DOCUMENT PASSAGE Start Marker

British Thoroughbred racehorse

Cherimoya (4 May 1908 – 1927) was a Thoroughbred racehorse that won the 1911 Epsom Oaks in the only start of her racing career. Cherimoya was bred and owned by South African mining magnate William Broderick Cloete, who was killed in 1915 during the sinking of . Her most notable offspring were the fillies Sunny Moya and Una Cameron. Cherimoya was euthanised in 1927.

==Background==
Cherimoya was bred by W. Broderick Cloete and was foaled on 4 May 1908 at his Hare Park estate near London. Cloete was a South African mining entrepreneur who had campaigned the 1885 2000 Guineas winner Paradox. Cherimoya's sire, Cherry Tree, was bred by Cloete and was sold as a yearling in 1892 to American turfman Marcus Daly for 4,000 guineas; Daly relocated him to his Bitterroot Stud in the Bitterroot Valley of Montana. He was named Matt Byrnes (after a noted horse trainer) in the United States and raced with some success. Cloete repurchased the horse from Daly for $25,000 in October 1897 and renamed him Cherry Tree. Cherimoya's dam, Svelte, was also bred by Cloete and was not a successful racehorse. She was exclusively bred to Cherry Tree whilst owned by Cloete, producing five full-siblings to Cherimoya.

Cherimoya was a described by The Sydney Morning Herald as a "fine, substantial, big boned filly."

DOCUMENT PASSAGE End Marker
DATA UNDER STUDY Start Marker

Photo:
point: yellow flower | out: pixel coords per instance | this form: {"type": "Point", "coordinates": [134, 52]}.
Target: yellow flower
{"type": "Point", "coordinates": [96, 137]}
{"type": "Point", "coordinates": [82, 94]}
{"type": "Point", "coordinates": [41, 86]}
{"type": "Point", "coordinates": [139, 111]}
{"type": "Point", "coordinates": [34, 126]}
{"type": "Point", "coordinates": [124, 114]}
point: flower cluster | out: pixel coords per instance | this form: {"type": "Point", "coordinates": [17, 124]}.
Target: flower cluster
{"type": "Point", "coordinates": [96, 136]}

DATA UNDER STUDY End Marker
DATA UNDER STUDY Start Marker

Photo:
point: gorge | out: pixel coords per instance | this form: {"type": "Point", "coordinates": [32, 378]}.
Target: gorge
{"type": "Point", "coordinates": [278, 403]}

DATA UNDER STUDY End Marker
DATA UNDER STUDY Start Marker

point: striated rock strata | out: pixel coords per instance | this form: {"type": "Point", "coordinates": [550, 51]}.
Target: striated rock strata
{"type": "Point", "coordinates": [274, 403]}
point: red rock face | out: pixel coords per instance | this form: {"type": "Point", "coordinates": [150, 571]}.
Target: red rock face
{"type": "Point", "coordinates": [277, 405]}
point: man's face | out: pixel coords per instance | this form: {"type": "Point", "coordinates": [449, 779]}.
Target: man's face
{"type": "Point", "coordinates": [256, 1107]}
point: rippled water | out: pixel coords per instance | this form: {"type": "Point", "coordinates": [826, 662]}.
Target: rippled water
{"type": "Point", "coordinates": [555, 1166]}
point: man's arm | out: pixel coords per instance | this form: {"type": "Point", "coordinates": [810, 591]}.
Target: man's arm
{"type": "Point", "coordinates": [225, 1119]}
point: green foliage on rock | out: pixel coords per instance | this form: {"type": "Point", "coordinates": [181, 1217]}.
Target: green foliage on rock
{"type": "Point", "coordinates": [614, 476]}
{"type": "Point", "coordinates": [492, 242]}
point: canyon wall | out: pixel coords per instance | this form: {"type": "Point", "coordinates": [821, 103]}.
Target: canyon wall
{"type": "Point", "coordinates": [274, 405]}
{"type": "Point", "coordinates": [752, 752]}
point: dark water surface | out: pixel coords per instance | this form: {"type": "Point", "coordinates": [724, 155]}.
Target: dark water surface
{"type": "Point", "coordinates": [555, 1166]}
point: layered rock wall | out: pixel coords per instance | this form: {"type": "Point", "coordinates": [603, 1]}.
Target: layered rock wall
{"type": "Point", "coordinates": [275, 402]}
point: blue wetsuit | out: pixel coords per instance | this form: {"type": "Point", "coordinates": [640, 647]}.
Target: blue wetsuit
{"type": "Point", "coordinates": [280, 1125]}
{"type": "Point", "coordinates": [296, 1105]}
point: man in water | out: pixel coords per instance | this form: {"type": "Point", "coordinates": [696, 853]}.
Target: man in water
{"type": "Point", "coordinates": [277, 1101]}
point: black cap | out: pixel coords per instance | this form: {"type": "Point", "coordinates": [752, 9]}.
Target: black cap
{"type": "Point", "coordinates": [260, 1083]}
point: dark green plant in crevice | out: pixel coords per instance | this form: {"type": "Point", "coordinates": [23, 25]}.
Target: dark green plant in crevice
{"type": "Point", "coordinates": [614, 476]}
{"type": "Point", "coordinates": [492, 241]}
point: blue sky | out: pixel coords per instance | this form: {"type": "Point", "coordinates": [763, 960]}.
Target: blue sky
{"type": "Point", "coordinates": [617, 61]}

DATA UNDER STUDY End Marker

Transcribe the part of the Cherimoya passage that begins with the words "British Thoroughbred racehorse" and ends with "euthanised in 1927.". The entries have nothing to do with the Cherimoya passage and stand as material of their own.

* **TASK RESULT**:
British Thoroughbred racehorse

Cherimoya (4 May 1908 – 1927) was a Thoroughbred racehorse that won the 1911 Epsom Oaks in the only start of her racing career. Cherimoya was bred and owned by South African mining magnate William Broderick Cloete, who was killed in 1915 during the sinking of . Her most notable offspring were the fillies Sunny Moya and Una Cameron. Cherimoya was euthanised in 1927.